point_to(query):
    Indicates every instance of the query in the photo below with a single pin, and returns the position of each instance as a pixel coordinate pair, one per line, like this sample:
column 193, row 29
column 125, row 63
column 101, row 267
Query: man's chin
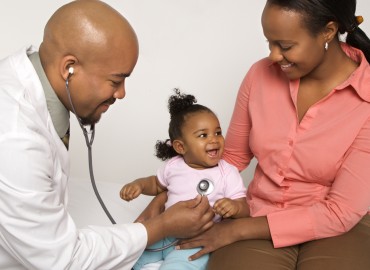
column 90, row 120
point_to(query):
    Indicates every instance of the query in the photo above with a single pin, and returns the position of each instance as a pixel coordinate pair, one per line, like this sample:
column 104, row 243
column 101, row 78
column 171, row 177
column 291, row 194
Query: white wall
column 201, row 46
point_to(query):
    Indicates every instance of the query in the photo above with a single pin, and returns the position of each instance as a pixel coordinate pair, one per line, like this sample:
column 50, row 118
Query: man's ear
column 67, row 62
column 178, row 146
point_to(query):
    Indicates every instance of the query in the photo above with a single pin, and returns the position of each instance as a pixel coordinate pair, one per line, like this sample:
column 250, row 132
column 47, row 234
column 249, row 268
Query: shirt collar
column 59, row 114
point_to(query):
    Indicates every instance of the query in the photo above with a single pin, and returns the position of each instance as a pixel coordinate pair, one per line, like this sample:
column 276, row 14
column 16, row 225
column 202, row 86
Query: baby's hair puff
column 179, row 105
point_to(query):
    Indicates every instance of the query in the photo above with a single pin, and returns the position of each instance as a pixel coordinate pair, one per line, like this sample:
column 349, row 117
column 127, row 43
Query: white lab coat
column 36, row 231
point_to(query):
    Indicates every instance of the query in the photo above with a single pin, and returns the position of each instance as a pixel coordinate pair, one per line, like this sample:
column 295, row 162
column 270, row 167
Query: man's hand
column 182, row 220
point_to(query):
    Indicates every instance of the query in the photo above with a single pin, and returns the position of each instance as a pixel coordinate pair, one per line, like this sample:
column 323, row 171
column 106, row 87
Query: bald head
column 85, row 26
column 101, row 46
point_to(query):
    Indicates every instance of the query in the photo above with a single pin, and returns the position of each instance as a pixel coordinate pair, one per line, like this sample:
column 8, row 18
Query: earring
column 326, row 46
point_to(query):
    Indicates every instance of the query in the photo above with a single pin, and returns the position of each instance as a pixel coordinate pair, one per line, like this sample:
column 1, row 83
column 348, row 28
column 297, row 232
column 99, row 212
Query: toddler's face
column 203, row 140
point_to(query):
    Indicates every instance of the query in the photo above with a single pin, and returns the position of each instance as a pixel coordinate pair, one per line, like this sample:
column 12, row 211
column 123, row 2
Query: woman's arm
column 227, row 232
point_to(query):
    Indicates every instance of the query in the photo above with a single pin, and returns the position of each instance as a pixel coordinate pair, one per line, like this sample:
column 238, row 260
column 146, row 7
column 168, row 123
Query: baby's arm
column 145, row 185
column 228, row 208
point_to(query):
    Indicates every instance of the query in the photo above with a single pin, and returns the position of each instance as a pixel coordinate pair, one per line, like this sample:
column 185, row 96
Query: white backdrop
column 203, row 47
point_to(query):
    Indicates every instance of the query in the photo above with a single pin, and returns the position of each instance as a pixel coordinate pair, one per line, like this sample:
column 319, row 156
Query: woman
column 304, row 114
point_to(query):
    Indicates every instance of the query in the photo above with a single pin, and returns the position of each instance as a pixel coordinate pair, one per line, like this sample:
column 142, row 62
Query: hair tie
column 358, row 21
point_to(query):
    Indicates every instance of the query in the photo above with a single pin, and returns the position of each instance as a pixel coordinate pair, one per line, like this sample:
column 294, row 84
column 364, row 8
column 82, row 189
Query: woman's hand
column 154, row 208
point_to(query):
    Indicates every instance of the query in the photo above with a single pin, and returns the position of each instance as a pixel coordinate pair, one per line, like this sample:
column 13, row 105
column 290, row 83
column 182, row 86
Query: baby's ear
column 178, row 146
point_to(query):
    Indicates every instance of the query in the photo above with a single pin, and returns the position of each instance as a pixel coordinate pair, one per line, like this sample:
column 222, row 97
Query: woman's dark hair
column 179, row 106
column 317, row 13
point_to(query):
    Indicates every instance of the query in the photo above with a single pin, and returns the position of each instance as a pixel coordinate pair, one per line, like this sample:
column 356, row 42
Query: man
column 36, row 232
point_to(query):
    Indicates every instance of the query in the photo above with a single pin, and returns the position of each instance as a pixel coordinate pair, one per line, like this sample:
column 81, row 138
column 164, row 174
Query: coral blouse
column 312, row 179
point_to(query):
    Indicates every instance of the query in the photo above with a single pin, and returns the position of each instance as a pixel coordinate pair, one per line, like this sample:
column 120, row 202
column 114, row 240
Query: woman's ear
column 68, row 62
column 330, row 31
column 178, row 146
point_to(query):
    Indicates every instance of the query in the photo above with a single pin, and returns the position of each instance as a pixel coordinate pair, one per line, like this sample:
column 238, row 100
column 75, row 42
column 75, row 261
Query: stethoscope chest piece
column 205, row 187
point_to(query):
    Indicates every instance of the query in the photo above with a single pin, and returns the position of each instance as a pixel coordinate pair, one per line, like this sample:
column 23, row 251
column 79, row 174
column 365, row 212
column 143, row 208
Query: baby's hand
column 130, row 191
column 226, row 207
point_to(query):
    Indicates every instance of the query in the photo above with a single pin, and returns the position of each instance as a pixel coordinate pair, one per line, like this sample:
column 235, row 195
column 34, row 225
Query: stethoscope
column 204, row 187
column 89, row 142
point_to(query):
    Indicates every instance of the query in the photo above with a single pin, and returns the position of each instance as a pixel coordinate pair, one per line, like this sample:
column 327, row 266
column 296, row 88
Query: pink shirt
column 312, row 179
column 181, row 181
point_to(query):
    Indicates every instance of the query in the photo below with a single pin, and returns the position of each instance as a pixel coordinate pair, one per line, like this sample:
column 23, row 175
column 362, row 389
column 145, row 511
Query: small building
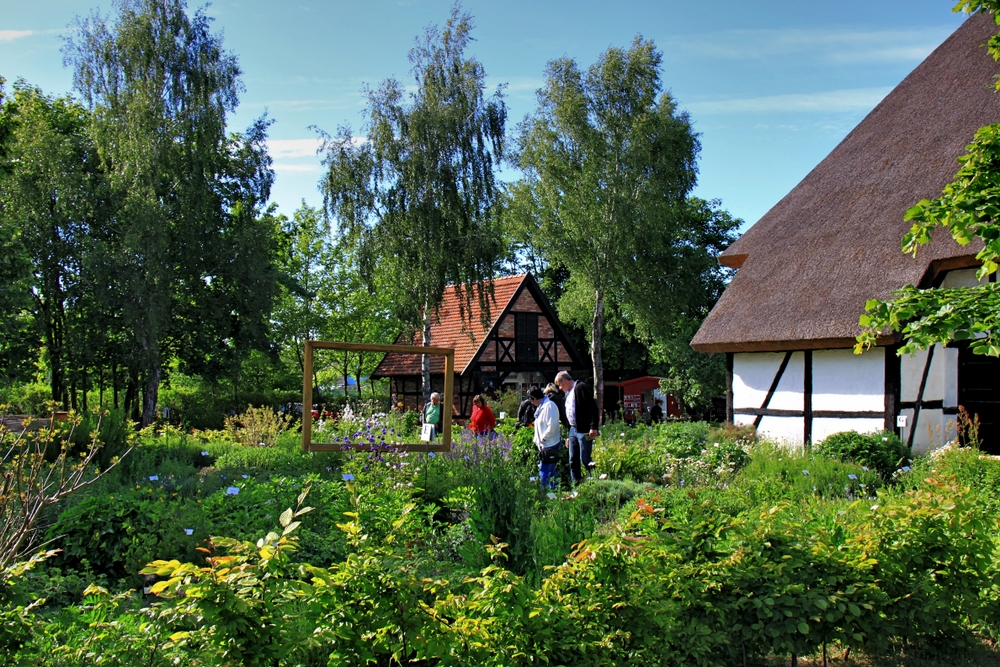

How to complete this task — Both end lines included, restate word for word the lines above from the line with "column 164, row 174" to the line with "column 75, row 42", and nothing else.

Result of the exercise —
column 164, row 174
Query: coral blouse
column 312, row 179
point_to(query):
    Indicates every instance of the query in the photo above with a single pin, and returns the position of each instance as a pixel coordinate pair, one per line, like this sample:
column 120, row 202
column 114, row 240
Query: woman's ear
column 68, row 62
column 330, row 31
column 178, row 146
point_to(query):
    Indicates every instance of the query in the photo above with a single pin, and returns the position of each instance as a pixel coordinate pair, one per line, like this sample:
column 238, row 100
column 75, row 42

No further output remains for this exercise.